- _Exercise directions_:
Please gather every line from the items below that contains the string "metal". Matching is case-sensitive.

- _Stored data_:
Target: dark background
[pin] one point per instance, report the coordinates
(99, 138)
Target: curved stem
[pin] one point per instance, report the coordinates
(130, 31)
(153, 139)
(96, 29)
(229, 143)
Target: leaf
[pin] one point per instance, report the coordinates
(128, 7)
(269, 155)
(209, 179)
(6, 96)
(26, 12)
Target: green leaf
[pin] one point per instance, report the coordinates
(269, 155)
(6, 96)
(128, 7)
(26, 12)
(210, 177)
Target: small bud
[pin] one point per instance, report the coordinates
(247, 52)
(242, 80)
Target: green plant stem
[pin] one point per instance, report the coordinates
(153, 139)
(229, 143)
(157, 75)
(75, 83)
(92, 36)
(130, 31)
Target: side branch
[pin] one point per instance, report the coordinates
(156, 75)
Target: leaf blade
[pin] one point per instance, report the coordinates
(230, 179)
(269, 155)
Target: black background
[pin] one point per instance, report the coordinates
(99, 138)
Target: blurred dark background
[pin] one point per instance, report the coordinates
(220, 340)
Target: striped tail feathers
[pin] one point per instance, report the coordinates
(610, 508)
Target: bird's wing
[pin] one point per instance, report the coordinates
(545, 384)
* * *
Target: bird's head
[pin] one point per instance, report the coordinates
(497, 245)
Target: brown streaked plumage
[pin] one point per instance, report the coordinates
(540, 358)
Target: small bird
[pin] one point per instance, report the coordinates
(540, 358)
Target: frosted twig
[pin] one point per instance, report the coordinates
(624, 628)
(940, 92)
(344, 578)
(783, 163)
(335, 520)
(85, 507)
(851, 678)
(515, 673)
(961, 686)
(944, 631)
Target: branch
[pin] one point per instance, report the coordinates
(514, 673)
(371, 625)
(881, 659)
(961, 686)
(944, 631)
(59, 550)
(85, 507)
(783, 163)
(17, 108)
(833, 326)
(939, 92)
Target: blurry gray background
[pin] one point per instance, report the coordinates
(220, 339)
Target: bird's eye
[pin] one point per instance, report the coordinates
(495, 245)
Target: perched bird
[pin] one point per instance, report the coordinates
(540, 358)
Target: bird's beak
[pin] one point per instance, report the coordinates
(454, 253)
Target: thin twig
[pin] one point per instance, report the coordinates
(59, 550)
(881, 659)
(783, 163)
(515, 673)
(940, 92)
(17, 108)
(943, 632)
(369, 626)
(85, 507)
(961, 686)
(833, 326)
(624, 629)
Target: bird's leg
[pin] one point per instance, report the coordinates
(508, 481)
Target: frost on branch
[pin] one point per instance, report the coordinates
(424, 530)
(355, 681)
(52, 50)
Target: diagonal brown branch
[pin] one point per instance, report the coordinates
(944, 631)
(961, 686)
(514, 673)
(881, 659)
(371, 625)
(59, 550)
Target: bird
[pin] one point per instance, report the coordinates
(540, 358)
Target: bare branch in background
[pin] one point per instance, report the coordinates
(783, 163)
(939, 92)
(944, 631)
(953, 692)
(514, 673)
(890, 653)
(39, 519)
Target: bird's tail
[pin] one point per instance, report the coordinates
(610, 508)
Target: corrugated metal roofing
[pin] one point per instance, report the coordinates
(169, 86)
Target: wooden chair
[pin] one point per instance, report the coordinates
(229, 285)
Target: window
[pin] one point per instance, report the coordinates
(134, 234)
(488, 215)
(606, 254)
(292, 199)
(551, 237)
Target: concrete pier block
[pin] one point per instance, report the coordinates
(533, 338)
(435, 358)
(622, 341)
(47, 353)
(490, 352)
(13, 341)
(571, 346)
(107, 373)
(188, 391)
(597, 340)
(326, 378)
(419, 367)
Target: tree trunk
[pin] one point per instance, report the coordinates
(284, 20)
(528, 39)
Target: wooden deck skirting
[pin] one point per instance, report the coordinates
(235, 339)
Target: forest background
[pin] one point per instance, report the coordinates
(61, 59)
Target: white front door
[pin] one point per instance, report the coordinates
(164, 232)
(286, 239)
* * *
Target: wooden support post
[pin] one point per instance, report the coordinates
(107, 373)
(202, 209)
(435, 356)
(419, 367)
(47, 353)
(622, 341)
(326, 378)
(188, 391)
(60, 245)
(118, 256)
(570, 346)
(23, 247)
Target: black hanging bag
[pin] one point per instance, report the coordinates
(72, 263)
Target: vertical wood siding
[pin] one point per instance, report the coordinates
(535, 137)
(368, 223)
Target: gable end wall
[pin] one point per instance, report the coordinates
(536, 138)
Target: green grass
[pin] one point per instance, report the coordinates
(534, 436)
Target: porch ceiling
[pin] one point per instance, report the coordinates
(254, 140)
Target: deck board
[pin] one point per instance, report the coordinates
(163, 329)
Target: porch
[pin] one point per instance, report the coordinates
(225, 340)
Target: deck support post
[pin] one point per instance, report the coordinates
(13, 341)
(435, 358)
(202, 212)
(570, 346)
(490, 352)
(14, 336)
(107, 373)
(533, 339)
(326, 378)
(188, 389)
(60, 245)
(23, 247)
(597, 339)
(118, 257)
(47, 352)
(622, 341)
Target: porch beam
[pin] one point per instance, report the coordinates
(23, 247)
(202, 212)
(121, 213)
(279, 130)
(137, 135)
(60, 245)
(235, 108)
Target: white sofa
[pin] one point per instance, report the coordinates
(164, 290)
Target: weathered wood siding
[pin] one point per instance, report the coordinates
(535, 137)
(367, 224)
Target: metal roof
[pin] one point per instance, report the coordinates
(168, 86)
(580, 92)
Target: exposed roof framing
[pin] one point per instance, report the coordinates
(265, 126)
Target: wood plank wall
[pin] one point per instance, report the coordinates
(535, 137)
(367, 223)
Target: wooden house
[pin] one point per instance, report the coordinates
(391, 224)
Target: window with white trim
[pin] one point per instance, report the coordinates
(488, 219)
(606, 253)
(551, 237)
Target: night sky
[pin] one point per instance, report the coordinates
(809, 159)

- _Solved problem_:
Target: corrugated metal roofing
Target: metal roof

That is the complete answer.